Provided data:
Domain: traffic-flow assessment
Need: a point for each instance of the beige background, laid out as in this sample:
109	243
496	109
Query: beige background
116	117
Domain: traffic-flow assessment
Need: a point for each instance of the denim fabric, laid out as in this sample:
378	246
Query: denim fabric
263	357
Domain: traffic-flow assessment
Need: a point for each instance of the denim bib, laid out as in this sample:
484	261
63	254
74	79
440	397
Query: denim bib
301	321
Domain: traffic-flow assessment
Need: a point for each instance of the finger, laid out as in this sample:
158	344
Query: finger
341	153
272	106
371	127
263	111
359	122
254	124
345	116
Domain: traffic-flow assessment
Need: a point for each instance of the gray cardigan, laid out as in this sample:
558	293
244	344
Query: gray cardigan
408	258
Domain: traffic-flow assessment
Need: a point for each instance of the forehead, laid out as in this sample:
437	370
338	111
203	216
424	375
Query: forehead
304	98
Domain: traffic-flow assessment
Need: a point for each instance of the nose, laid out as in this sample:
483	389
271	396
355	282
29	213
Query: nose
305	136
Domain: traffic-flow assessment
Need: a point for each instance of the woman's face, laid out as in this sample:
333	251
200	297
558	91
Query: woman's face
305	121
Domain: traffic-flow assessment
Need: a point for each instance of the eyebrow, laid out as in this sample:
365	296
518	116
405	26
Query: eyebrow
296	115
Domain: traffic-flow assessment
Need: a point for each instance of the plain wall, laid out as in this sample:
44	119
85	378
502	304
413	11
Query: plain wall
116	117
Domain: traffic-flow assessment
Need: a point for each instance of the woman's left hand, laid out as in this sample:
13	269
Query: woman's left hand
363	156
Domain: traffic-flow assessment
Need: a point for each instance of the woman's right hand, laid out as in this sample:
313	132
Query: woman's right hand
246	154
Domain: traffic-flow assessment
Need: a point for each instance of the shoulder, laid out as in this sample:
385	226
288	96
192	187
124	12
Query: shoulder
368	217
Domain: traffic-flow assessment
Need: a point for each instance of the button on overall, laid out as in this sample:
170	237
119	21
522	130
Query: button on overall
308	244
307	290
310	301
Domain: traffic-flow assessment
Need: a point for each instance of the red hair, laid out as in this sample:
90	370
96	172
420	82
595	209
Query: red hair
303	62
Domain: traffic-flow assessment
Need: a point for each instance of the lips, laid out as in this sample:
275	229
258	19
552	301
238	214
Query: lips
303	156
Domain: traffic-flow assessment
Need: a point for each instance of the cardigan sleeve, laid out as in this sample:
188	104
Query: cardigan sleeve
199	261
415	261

Work required: Return the material in full, restating each entry word for word.

Written solution:
Domain: traffic-flow assessment
Need: a point for each instance of the beige background, laid out as in this sample:
109	243
496	109
Query: beige background
116	117
Domain: traffic-flow assessment
Need: a point for each instance of the denim fabric, laid out as in this sample:
378	246
Query: denim fabric
263	357
Domain: traffic-flow assessment
Need: a point for each instance of the denim bib, laid out as in this sample:
484	261
63	254
74	79
440	397
Query: denim bib
301	321
Domain: traffic-flow assessment
Need: a point for each instance of the finger, laid out as in this sample:
158	344
Query: finger
341	153
272	106
371	127
263	111
359	122
254	124
345	116
Domain: traffic-flow assessment
Need: a point for each instance of the gray cardigan, laid out as in this sample:
558	293
244	344
Query: gray cardigan
408	258
Domain: traffic-flow assessment
Need: a point for each instance of the forehead, laid out as in this sample:
437	370
338	111
203	216
424	375
Query: forehead
304	98
Domain: traffic-flow assessment
Need: a point for each instance of the nose, laid out as in this sample:
483	389
271	396
355	282
29	213
Query: nose
305	136
Domain: traffic-flow assessment
Need: a point for each instance of the woman's face, laid out as in this sample:
333	251
200	297
558	91
Query: woman's face
305	121
Domain: traffic-flow assessment
Need: a point for each instance of the eyebrow, laid out as in this sample:
365	296
518	116
405	26
Query: eyebrow
296	115
Domain: traffic-flow assessment
Need: a point for each instance of the plain wall, laid out as in this sample:
44	119
85	378
502	304
413	11
Query: plain wall
116	117
Domain: traffic-flow assessment
Need: a point for each instance of the woman's left hand, laid out as in this sample:
13	269
Query: woman's left hand
363	156
Domain: traffic-flow assessment
Need: a point for each instance of the woman's right hand, laid out as in this sample:
313	132
Query: woman's right hand
246	154
Domain: traffic-flow assessment
Need: a point for each instance of the shoulder, laid out as in this sample:
385	226
288	96
192	187
124	12
Query: shoulder
368	217
Domain: traffic-flow assessment
Need: a point for each instance of the button on overall, laid out as in this sample:
170	237
119	21
522	130
Query: button on overall
308	244
307	290
310	301
Domain: traffic-flow assessment
Need: a point for each instance of the red hair, laid out as in this sample:
90	370
96	172
420	82
595	209
Query: red hair
303	62
Domain: traffic-flow assessment
Need: a point for each instance of the lips, laid out as in this sample:
275	229
258	19
552	301
238	214
Query: lips
303	156
Domain: traffic-flow assessment
Need: a point for each instance of the cardigan sleeve, laid out as in this sample:
188	104
Query: cardigan sleeve
199	261
415	261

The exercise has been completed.